Your task: Reproduce, word for word, the lines of the data between the line holding "Where can the street be found here?" and the line holding "[[114, 106]]", inclusive.

______

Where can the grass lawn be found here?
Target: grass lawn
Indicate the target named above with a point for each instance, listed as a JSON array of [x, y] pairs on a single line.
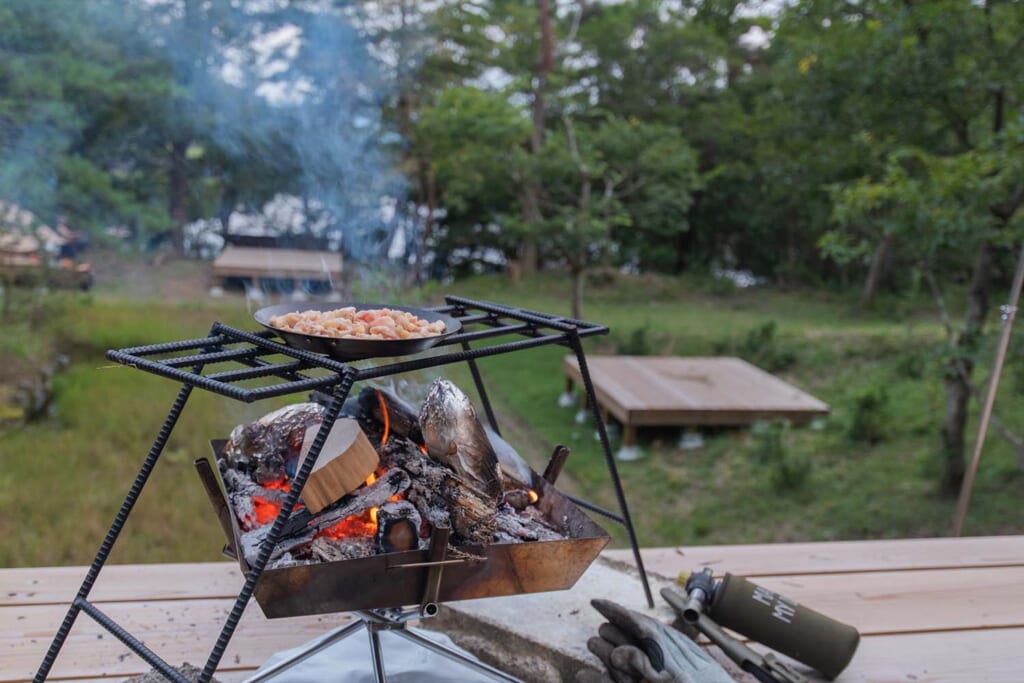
[[869, 470]]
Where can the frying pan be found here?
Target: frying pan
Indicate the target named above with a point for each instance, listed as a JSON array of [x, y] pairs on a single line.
[[354, 349]]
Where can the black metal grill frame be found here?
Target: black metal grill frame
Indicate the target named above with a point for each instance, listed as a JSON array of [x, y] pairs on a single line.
[[300, 372]]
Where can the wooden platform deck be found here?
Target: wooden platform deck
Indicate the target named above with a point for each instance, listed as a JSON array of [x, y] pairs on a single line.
[[941, 610], [258, 262], [675, 391]]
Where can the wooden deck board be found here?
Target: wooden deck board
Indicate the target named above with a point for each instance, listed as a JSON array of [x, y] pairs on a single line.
[[178, 631], [678, 391], [840, 556], [931, 610]]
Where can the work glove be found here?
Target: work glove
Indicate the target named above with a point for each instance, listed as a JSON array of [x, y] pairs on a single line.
[[636, 648]]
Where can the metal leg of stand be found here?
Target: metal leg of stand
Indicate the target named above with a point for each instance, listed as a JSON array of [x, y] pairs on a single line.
[[318, 646], [376, 652], [256, 569], [112, 535], [484, 669], [609, 460], [481, 390]]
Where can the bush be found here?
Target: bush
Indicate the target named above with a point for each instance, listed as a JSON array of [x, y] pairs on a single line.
[[867, 424]]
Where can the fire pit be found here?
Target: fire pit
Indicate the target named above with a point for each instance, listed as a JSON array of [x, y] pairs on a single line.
[[545, 547], [477, 564]]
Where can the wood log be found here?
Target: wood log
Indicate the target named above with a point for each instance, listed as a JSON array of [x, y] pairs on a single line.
[[303, 526], [398, 527], [345, 462], [441, 496]]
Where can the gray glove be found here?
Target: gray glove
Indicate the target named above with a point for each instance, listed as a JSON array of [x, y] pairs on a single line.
[[636, 648]]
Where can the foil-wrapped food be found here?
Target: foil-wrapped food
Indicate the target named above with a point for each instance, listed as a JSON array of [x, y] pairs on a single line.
[[269, 447]]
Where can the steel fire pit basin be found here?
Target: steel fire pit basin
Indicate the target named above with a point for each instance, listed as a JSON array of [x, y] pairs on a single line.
[[397, 580]]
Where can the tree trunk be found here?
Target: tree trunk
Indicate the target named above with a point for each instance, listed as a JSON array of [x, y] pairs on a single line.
[[578, 279], [178, 190], [415, 274], [958, 373], [876, 270], [527, 252]]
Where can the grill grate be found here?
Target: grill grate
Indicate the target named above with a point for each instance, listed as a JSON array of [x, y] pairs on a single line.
[[201, 363]]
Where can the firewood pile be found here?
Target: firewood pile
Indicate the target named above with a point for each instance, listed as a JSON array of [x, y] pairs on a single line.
[[435, 467]]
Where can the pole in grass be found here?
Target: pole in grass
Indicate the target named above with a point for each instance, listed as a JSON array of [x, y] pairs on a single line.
[[1009, 313]]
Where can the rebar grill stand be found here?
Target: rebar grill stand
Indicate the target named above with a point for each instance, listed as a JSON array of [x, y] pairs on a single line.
[[300, 372]]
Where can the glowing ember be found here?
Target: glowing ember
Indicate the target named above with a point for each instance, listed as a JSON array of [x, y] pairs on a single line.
[[387, 422], [356, 525], [266, 511]]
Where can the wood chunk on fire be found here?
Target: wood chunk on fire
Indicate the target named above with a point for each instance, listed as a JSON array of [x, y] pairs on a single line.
[[345, 462]]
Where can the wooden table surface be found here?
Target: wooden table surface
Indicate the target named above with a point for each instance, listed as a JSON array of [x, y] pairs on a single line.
[[930, 610]]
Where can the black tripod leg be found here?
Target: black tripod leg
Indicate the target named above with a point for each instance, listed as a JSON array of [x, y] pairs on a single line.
[[112, 535], [340, 393], [610, 462]]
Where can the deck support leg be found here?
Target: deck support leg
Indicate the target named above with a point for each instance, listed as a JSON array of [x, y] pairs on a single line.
[[629, 435]]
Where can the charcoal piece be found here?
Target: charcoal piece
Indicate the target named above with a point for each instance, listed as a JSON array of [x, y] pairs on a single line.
[[302, 527], [442, 497], [402, 418], [516, 527], [325, 549], [398, 527]]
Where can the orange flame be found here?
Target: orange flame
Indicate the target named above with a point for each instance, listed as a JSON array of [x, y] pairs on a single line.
[[265, 510], [352, 526], [387, 421]]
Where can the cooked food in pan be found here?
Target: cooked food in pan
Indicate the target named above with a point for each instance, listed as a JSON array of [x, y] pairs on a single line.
[[348, 323]]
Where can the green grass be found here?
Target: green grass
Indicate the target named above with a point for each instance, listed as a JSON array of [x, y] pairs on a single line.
[[62, 479]]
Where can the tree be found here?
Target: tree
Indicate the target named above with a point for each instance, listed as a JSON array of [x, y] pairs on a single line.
[[599, 181], [954, 204]]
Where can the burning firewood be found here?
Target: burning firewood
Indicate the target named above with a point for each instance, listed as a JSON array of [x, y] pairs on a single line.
[[441, 497], [302, 527], [398, 417]]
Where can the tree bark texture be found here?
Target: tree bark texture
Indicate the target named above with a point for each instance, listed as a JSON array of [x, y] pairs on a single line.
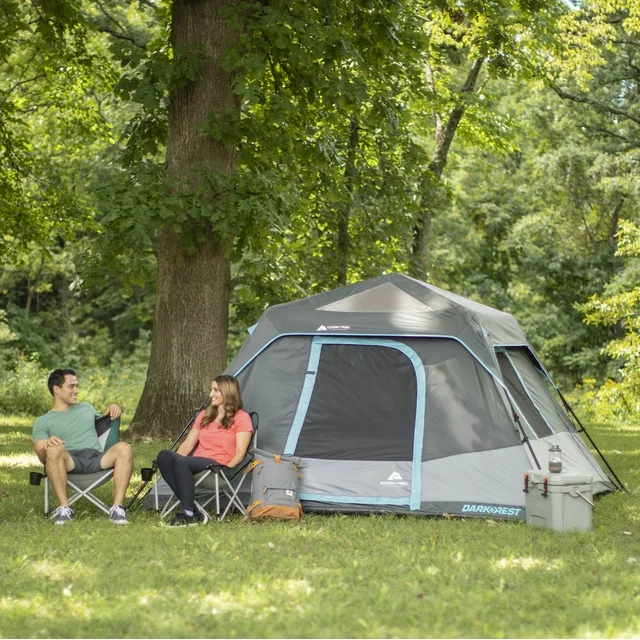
[[189, 340], [344, 212], [445, 133]]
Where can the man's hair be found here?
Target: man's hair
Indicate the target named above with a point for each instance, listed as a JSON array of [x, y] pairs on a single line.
[[56, 378]]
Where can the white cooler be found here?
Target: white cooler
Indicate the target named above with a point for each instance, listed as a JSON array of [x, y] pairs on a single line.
[[559, 501]]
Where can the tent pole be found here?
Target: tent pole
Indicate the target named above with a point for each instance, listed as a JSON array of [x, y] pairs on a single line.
[[173, 446], [524, 437], [568, 407]]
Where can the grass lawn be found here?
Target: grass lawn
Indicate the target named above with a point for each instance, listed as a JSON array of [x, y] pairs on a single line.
[[328, 576]]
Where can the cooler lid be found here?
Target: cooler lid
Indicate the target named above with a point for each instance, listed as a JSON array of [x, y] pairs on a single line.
[[559, 479]]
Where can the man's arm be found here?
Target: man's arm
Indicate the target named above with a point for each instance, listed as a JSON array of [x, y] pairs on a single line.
[[114, 411], [40, 446]]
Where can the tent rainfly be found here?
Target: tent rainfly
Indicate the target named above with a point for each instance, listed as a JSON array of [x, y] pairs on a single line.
[[402, 397]]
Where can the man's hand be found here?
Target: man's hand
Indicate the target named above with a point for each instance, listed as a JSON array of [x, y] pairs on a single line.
[[114, 411], [53, 441]]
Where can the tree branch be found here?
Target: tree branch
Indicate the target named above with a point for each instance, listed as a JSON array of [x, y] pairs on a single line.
[[121, 36], [594, 103]]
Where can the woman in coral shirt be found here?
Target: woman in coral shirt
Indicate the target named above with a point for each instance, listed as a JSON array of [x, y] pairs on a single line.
[[221, 434]]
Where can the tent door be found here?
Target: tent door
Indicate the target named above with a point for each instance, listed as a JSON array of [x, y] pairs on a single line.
[[362, 399]]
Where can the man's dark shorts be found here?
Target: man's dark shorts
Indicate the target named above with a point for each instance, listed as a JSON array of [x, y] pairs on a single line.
[[86, 460]]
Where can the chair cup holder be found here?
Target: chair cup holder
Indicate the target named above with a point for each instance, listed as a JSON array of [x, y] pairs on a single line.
[[35, 478], [147, 473]]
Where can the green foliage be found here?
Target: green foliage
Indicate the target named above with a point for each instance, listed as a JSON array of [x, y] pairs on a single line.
[[619, 398]]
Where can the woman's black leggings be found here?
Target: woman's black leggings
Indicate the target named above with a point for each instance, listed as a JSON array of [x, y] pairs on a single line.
[[178, 471]]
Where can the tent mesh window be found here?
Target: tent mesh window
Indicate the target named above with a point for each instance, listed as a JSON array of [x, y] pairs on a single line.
[[363, 406]]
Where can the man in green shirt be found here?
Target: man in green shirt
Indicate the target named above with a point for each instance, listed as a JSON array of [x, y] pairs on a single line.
[[66, 441]]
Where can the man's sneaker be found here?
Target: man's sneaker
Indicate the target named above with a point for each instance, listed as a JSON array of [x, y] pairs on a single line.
[[117, 515], [182, 520], [62, 515]]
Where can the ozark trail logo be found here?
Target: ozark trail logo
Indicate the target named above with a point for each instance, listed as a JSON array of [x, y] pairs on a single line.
[[394, 480]]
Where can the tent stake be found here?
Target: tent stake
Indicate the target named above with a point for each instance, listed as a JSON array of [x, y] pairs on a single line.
[[567, 406], [173, 446]]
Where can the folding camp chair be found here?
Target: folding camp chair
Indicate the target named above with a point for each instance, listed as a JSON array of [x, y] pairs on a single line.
[[216, 481], [84, 483]]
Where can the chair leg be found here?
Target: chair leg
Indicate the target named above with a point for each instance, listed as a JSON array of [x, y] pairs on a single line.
[[217, 496], [203, 511], [46, 496], [234, 500]]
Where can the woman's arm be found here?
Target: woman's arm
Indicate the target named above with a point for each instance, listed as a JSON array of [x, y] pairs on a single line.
[[189, 443], [243, 440]]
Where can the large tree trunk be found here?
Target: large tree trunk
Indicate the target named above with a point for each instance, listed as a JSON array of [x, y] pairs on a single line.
[[445, 133], [344, 212], [189, 342]]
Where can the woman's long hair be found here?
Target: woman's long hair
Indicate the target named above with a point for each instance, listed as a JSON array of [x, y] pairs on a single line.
[[231, 402]]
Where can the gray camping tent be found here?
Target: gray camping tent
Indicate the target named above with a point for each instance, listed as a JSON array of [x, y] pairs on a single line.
[[402, 397]]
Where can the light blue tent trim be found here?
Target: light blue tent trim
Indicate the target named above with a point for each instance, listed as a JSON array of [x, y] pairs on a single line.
[[305, 398], [366, 336], [307, 391], [421, 385], [321, 497]]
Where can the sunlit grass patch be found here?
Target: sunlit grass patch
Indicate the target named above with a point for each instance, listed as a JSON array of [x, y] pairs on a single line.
[[327, 576], [527, 563]]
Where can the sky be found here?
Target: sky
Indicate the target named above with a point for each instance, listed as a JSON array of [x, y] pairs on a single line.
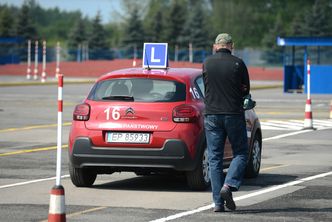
[[87, 7]]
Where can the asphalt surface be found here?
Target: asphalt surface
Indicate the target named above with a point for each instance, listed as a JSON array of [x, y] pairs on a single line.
[[28, 156]]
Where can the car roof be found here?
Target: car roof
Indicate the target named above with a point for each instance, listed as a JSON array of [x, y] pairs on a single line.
[[180, 74]]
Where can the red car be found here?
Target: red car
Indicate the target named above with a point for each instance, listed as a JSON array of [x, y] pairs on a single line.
[[148, 121]]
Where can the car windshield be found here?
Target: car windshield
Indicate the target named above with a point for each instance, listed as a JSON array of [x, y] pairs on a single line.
[[138, 89]]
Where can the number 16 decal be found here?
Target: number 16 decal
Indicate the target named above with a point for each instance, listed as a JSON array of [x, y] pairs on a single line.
[[115, 113]]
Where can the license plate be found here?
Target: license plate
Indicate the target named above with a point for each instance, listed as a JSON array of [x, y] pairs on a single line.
[[117, 137]]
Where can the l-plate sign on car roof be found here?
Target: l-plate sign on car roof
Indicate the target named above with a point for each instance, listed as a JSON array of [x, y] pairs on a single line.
[[155, 55]]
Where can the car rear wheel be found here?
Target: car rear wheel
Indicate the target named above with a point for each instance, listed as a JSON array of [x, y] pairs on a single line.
[[82, 177], [199, 179], [255, 157]]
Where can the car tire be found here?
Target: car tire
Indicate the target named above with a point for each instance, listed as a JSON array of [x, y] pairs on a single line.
[[255, 157], [81, 177], [199, 179]]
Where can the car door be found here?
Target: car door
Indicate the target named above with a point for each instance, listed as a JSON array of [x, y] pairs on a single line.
[[228, 154]]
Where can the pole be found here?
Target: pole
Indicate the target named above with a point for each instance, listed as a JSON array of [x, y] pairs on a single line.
[[35, 76], [308, 122], [29, 60], [135, 55], [191, 52], [57, 69], [308, 79], [43, 76], [176, 53], [59, 137]]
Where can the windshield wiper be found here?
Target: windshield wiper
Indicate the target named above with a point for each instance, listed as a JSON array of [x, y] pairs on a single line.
[[121, 98]]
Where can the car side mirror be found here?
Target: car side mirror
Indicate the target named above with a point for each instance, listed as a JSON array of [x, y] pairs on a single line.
[[248, 103]]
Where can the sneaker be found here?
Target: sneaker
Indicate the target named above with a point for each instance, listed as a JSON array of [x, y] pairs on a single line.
[[226, 194], [218, 209]]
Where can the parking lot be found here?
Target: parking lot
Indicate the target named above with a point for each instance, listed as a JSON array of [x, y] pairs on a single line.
[[294, 183]]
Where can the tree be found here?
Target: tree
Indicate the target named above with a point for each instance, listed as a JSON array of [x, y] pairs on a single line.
[[154, 21], [273, 52], [317, 20], [176, 19], [195, 29], [98, 45], [134, 34], [25, 27], [78, 34]]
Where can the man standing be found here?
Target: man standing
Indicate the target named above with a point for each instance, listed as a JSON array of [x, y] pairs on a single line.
[[226, 82]]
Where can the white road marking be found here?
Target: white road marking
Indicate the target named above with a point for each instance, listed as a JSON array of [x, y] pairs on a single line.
[[31, 181], [246, 196], [293, 124]]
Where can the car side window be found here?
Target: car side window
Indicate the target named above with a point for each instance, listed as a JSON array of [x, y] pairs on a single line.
[[200, 84]]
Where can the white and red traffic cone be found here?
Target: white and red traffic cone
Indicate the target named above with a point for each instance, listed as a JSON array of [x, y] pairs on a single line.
[[308, 122], [57, 212]]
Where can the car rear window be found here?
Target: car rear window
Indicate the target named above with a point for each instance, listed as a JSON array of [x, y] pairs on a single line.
[[139, 89]]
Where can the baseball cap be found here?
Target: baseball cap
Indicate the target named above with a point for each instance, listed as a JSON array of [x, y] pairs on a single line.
[[223, 38]]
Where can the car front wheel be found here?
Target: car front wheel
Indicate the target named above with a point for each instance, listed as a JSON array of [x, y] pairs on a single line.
[[199, 179], [254, 162], [82, 177]]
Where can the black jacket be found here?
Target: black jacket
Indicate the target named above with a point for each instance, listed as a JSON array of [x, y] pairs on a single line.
[[226, 81]]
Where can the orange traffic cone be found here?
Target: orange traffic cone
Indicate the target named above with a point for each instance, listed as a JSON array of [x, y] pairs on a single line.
[[331, 109], [57, 212]]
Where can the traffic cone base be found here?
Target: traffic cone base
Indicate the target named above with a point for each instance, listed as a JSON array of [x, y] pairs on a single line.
[[308, 122], [56, 211]]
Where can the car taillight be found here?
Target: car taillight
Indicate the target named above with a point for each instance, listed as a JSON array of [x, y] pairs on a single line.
[[82, 112], [185, 114]]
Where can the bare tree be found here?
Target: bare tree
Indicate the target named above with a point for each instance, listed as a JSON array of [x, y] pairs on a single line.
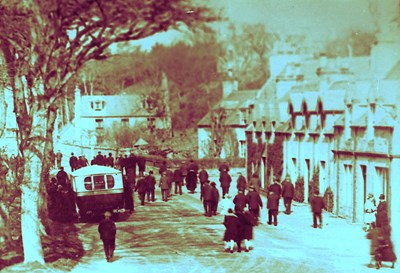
[[45, 43]]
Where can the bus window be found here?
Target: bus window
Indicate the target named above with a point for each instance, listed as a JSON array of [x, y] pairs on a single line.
[[99, 183], [87, 182], [110, 181]]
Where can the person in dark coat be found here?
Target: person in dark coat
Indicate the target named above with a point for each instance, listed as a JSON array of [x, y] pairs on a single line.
[[287, 194], [191, 181], [273, 207], [225, 179], [141, 188], [240, 201], [254, 201], [276, 187], [232, 229], [141, 162], [203, 176], [241, 183], [108, 231], [73, 162], [62, 177], [247, 222], [164, 187], [151, 186], [215, 198], [206, 197], [317, 205], [109, 160], [178, 180], [255, 182], [128, 194]]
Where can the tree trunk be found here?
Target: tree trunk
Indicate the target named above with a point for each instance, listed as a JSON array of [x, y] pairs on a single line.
[[30, 225]]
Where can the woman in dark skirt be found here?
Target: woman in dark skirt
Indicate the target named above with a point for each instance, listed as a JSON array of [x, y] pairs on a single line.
[[191, 181]]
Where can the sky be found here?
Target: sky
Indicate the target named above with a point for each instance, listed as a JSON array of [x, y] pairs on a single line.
[[319, 19]]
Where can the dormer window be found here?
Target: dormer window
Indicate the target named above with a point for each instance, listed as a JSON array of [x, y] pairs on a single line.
[[97, 105]]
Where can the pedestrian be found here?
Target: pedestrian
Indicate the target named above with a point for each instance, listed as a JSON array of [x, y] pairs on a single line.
[[247, 222], [170, 176], [317, 205], [151, 186], [276, 187], [241, 183], [225, 180], [164, 186], [226, 204], [273, 207], [110, 160], [287, 194], [203, 176], [255, 182], [178, 180], [108, 230], [73, 162], [128, 194], [232, 229], [58, 159], [141, 188], [240, 201], [215, 198], [254, 201], [191, 181], [370, 212], [62, 177], [206, 197], [141, 162]]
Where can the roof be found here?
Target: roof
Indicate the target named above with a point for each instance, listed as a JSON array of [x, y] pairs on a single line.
[[95, 169], [113, 106]]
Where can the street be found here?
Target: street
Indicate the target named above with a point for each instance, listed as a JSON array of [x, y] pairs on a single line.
[[174, 236]]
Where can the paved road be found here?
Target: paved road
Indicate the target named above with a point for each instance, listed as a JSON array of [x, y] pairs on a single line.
[[176, 237]]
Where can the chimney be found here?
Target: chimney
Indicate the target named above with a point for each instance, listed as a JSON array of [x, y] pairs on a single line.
[[77, 114]]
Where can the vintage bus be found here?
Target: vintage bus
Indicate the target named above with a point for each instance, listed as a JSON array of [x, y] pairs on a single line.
[[97, 189]]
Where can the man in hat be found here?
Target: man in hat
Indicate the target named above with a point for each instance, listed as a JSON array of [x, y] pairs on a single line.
[[108, 230], [254, 201], [370, 211], [287, 194]]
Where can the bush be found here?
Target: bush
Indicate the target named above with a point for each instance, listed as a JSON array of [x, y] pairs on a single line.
[[299, 190], [329, 199]]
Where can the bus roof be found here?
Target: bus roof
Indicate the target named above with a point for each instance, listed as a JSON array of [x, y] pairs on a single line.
[[95, 169]]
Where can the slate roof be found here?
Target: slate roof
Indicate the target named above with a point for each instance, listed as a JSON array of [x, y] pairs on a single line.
[[114, 106]]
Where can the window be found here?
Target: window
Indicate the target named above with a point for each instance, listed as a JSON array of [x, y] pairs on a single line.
[[110, 181], [99, 183], [87, 182], [99, 123], [97, 105]]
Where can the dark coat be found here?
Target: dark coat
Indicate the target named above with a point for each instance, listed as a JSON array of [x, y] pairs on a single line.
[[273, 201], [141, 186], [317, 204], [206, 192], [107, 230], [233, 226], [141, 162], [203, 176], [241, 183], [254, 200], [287, 189], [150, 182], [240, 201], [247, 221], [178, 176], [225, 179], [276, 188]]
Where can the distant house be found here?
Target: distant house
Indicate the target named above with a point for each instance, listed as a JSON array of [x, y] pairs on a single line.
[[237, 106]]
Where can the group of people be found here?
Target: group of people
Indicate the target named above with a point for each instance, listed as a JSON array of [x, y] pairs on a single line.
[[379, 231]]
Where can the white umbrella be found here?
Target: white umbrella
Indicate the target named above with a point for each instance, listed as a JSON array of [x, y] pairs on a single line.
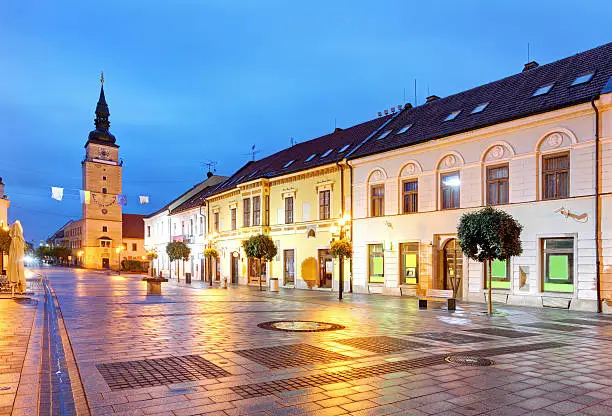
[[15, 271]]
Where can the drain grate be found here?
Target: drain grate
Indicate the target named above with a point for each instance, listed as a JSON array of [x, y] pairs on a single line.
[[585, 322], [470, 360], [158, 371], [300, 326], [451, 337], [291, 356], [502, 332], [554, 327], [247, 391], [381, 344]]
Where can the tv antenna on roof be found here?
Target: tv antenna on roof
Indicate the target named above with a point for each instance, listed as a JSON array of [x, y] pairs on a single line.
[[253, 152]]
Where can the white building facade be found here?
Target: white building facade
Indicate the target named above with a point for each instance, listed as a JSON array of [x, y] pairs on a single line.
[[540, 168]]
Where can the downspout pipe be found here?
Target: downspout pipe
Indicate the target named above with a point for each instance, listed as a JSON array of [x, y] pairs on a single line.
[[597, 202]]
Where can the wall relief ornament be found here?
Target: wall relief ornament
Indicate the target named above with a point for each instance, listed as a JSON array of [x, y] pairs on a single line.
[[497, 152], [409, 169], [449, 161], [377, 176], [554, 140]]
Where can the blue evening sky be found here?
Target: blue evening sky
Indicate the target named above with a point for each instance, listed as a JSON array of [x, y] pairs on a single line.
[[189, 81]]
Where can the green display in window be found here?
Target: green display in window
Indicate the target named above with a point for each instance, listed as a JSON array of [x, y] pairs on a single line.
[[558, 267], [498, 269]]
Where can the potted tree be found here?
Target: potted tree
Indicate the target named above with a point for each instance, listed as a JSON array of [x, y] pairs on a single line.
[[177, 250], [489, 234], [260, 247]]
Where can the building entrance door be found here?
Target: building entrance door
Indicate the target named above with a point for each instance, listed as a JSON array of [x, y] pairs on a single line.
[[326, 269], [453, 267], [289, 267], [234, 269]]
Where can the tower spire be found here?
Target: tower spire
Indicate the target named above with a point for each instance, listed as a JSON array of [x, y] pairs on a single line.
[[101, 121]]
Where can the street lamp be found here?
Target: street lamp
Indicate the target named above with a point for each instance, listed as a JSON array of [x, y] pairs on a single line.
[[343, 224], [118, 250]]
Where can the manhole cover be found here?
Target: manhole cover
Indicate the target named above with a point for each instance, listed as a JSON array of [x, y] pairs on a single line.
[[470, 360], [300, 326]]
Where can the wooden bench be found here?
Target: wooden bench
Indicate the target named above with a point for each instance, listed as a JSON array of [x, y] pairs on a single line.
[[437, 295], [154, 284]]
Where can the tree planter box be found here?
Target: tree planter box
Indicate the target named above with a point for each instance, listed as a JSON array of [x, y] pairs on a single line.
[[154, 284]]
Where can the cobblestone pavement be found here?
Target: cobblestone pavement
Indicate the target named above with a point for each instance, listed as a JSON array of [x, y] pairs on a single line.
[[196, 350]]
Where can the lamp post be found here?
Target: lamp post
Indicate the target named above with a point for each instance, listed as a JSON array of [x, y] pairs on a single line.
[[118, 250], [341, 227]]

______

Answer to the exercise:
Where can the street be found here?
Target: street
Indicate the target named above with a point for each instance, listed as a JSON array of [x, y] pairs on a single line.
[[174, 236]]
Where can the paved road be found here?
Target: paved road
Indicate the target named above with a point for each instance, listed as a JSON array of [x, y] pairs on a single line.
[[176, 237]]
Where can the chimney be found here?
Target: chimney
Indicate the target named above with a point for each instance, listed as a JSON array of [x, y] pairs on a single line.
[[77, 114]]
Where can the vintage bus be found here?
Target: vintage bus
Indicate the target named above with a point for each instance, listed as a JSON array of [x, y] pairs on a single line.
[[97, 189]]
Where can the man in hat be found here?
Target: man in hat
Indicate the target named above with a point for each instance, listed as a JSON array of [x, y] pairs on a single line.
[[108, 230], [254, 201], [370, 211], [287, 194]]
Where can the bush be found here?
Target: bush
Indicate the target named above with a point for each instance, listed as a JSON array of [x, y] pairs on a single line.
[[299, 190], [329, 199]]
Where can the bus roof be found here?
Target: bus roof
Indicate the target named above with a point for each instance, listed as a JSON array of [x, y] pairs on a single line.
[[95, 169]]
Where can the slate roof be found here?
Target: slate roof
Indicate the target named above with a point for each instance, listed as a JSON array of [x, y] pairs on a single line.
[[114, 106]]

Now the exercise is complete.